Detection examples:
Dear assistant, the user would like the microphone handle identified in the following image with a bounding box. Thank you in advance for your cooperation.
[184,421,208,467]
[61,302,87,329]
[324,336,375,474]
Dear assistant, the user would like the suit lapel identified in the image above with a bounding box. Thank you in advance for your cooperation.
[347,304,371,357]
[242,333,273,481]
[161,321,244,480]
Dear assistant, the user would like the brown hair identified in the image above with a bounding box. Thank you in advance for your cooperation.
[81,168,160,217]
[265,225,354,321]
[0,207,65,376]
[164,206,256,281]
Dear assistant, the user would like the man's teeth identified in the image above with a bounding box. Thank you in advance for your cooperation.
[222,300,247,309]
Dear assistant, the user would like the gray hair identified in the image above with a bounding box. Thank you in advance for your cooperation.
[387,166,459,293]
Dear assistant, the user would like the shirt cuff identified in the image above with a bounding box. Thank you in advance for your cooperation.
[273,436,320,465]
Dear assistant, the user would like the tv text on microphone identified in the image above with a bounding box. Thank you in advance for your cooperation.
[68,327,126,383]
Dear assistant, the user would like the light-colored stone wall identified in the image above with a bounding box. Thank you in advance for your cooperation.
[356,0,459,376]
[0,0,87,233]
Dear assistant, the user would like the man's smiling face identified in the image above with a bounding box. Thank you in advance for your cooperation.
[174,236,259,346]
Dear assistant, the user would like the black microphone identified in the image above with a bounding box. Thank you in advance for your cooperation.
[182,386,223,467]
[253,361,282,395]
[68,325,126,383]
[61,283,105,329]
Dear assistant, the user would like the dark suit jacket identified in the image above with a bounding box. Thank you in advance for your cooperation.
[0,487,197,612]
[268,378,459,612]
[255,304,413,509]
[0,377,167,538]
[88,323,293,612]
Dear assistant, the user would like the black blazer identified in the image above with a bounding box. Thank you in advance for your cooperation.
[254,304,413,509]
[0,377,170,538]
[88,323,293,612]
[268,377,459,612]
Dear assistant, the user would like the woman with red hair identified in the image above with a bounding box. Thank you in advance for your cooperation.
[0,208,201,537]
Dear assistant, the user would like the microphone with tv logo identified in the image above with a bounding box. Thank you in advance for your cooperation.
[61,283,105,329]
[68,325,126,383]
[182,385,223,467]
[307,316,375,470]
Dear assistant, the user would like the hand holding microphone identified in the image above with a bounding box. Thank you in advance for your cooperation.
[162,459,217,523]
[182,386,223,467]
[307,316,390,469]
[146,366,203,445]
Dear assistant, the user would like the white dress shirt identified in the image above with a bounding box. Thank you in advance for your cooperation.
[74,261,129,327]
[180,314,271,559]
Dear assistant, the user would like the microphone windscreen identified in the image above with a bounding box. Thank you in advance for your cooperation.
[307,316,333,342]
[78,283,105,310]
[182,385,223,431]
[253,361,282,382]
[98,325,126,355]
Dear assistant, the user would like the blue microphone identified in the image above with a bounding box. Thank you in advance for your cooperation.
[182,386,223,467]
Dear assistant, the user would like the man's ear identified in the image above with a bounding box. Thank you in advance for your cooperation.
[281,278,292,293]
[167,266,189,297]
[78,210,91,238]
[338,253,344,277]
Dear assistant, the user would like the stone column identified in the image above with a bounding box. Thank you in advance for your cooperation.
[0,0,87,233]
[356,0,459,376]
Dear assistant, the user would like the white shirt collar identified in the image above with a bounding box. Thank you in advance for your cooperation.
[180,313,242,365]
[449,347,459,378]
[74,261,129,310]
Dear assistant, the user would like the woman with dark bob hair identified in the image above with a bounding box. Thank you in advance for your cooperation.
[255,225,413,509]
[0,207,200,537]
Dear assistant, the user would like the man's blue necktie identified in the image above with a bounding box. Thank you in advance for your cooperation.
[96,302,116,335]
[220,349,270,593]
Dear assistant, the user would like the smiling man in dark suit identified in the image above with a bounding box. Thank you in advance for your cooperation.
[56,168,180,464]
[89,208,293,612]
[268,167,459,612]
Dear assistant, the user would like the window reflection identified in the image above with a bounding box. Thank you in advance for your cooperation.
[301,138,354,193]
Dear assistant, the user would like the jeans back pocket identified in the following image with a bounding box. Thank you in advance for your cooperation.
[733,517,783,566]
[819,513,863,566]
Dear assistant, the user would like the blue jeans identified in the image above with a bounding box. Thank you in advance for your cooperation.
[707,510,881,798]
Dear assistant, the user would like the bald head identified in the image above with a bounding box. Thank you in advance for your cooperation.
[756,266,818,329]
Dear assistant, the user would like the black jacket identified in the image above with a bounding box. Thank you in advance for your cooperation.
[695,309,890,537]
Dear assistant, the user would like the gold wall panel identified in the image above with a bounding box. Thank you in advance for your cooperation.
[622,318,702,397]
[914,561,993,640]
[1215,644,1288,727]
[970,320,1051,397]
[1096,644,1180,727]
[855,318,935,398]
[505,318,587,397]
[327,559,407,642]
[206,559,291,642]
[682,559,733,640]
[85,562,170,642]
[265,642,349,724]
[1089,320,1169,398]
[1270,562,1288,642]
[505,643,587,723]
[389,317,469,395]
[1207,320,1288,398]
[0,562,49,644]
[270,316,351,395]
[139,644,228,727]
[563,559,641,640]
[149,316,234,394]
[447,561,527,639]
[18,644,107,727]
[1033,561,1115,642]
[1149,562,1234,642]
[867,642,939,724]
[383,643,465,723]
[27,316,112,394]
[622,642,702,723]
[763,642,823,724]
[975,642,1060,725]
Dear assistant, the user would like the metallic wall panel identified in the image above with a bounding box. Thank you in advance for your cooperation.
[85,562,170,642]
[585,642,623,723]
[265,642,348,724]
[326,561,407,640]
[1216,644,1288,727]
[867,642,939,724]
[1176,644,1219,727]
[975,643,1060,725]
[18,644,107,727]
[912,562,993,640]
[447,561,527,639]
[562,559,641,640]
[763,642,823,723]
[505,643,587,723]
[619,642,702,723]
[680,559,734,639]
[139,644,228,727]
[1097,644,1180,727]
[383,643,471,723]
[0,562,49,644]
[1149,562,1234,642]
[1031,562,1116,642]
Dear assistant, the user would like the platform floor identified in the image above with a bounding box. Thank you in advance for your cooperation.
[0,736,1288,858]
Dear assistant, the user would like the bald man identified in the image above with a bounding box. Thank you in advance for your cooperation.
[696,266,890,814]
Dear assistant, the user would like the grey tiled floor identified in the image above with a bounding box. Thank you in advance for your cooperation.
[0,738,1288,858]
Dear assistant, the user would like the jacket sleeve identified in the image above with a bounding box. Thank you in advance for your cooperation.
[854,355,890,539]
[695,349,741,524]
---
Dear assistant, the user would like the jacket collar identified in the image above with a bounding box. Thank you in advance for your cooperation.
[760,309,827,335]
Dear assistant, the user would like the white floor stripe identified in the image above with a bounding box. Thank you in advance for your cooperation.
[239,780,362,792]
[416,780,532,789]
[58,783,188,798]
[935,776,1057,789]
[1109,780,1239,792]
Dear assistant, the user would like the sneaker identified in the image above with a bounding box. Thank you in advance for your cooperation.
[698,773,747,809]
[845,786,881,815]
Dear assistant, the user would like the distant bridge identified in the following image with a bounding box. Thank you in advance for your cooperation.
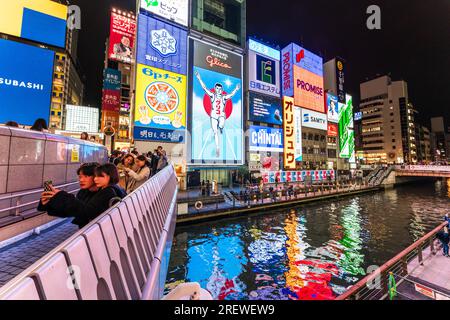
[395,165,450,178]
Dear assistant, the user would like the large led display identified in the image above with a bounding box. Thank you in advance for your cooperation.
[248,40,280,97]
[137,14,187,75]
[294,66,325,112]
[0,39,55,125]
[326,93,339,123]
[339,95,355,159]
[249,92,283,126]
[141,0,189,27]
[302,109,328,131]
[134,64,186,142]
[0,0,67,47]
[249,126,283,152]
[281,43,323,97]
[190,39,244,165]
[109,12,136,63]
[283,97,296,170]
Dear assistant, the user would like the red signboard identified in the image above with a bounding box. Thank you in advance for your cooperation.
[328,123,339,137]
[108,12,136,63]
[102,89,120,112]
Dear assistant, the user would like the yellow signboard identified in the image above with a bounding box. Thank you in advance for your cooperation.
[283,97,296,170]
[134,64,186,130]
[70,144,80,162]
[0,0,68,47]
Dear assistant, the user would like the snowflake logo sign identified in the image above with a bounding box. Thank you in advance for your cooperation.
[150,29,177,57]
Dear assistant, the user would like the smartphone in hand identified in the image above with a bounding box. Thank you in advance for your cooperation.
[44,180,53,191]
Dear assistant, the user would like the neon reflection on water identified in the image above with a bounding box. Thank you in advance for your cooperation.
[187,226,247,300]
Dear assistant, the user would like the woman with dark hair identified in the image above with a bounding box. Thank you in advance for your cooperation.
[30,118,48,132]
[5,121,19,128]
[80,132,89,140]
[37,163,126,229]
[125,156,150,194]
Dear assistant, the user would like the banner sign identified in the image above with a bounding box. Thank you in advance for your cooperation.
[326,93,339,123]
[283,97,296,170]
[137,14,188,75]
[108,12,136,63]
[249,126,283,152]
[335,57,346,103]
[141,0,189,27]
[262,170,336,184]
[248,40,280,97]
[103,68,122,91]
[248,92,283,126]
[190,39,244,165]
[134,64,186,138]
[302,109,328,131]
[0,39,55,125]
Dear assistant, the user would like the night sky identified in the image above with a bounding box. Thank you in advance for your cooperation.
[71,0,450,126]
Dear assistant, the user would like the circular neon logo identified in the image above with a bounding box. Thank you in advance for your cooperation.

DO THIS
Rewrite as a numbered list the part of the lines that opens with the line containing "Dear assistant, the user would like the microphone handle" and closes with the line containing "[324,336,375,474]", including both ends and leaving out any blank lines.

RESPONSE TO THE EXERCISE
1. Dear assistant, the user would like the microphone handle identified in the following image with a bounding box. Thank you in advance for your cooperation.
2. [184,421,208,467]
3. [61,302,87,329]
4. [324,336,375,474]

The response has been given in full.